The task
Exactly the lines below, starting with the one containing "each like (451,112)." and going on through the one containing "each like (483,187).", must be reproduced, both ends included, and no pictures with them.

[[ Listed entries open ]]

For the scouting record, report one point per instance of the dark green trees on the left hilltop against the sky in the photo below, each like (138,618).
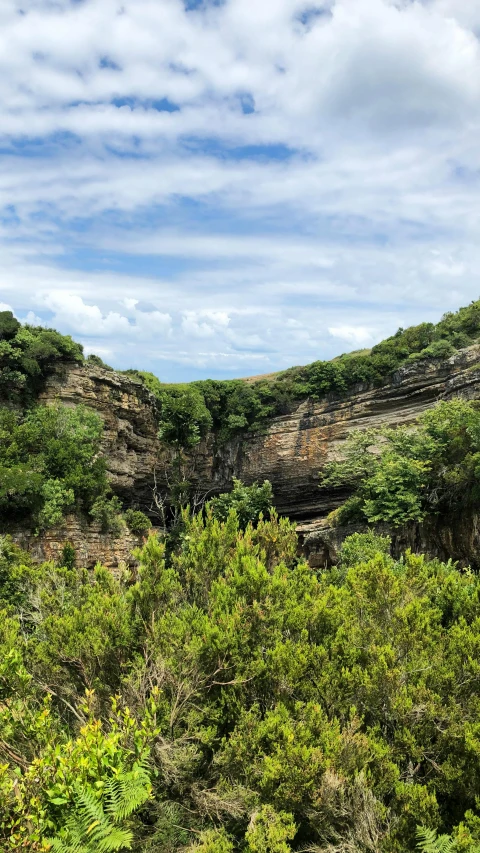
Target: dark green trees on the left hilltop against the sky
(27,355)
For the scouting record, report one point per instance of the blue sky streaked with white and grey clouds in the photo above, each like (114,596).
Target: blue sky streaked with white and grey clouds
(215,189)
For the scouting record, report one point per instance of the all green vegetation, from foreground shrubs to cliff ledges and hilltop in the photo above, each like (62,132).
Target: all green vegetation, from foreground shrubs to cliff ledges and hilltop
(223,697)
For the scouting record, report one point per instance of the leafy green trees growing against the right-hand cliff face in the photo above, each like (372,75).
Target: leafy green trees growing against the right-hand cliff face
(404,474)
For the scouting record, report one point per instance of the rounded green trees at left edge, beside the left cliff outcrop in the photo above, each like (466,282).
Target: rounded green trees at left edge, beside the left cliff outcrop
(50,463)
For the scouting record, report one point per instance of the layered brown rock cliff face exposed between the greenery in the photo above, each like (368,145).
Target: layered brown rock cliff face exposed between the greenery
(291,451)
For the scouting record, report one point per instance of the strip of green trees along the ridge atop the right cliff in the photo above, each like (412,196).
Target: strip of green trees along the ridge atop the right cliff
(230,407)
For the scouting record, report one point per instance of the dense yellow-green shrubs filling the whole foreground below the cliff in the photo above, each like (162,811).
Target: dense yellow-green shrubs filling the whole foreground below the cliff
(233,699)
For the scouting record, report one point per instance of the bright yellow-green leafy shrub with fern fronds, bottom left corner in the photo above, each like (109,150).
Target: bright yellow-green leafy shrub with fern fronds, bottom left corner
(81,790)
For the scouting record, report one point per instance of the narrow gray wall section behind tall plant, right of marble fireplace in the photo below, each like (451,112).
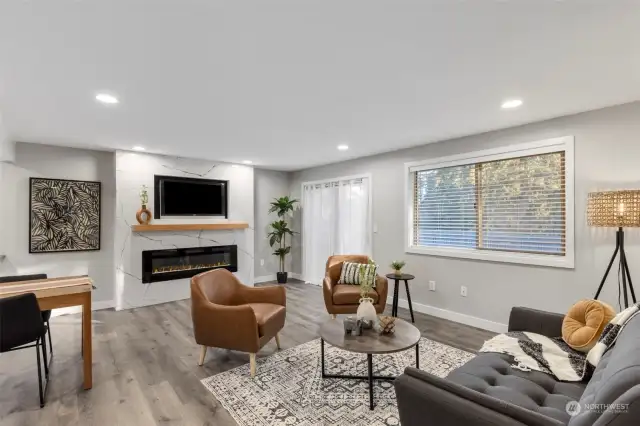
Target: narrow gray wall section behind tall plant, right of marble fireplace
(269,184)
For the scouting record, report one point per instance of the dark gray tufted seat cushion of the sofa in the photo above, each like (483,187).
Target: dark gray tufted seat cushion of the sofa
(492,375)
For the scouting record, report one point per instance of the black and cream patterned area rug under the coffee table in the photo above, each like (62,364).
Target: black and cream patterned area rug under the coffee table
(288,388)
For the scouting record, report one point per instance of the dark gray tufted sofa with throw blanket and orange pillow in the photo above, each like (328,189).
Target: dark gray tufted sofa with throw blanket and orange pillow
(487,391)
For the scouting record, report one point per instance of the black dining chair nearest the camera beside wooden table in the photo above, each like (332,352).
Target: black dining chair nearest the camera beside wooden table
(21,327)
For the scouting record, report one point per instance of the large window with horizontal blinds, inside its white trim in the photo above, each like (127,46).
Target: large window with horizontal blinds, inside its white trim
(515,204)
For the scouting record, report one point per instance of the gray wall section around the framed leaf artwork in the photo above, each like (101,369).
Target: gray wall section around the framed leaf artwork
(32,160)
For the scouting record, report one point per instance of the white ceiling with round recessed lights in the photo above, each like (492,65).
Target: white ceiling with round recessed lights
(282,83)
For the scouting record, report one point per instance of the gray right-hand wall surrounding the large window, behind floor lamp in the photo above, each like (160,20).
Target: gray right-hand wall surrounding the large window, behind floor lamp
(607,156)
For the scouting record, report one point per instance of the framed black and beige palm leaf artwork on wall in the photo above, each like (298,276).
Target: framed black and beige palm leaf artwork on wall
(64,215)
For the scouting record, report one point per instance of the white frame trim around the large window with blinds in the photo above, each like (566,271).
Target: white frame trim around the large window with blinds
(565,143)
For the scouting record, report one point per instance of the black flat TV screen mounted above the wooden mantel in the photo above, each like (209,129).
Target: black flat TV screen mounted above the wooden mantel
(190,197)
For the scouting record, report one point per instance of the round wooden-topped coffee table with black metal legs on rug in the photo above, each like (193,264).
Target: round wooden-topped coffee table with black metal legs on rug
(371,343)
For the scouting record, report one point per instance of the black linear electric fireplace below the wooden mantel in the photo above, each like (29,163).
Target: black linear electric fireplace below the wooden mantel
(173,264)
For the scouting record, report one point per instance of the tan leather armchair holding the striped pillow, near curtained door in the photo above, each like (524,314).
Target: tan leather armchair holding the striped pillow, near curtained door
(344,298)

[[ Listed entries closed ]]

Written solution
For the scouting record, report one point per instance of the narrow gray wall section behind tall plant, right of marble fireplace in the photo below, each like (451,112).
Target: narrow gray wall section behind tall plant, right of marble fireplace
(269,184)
For the scouting record, report one point per instance of the dark gray tufted seat cushion of the sofa in the photo above, each like (483,187).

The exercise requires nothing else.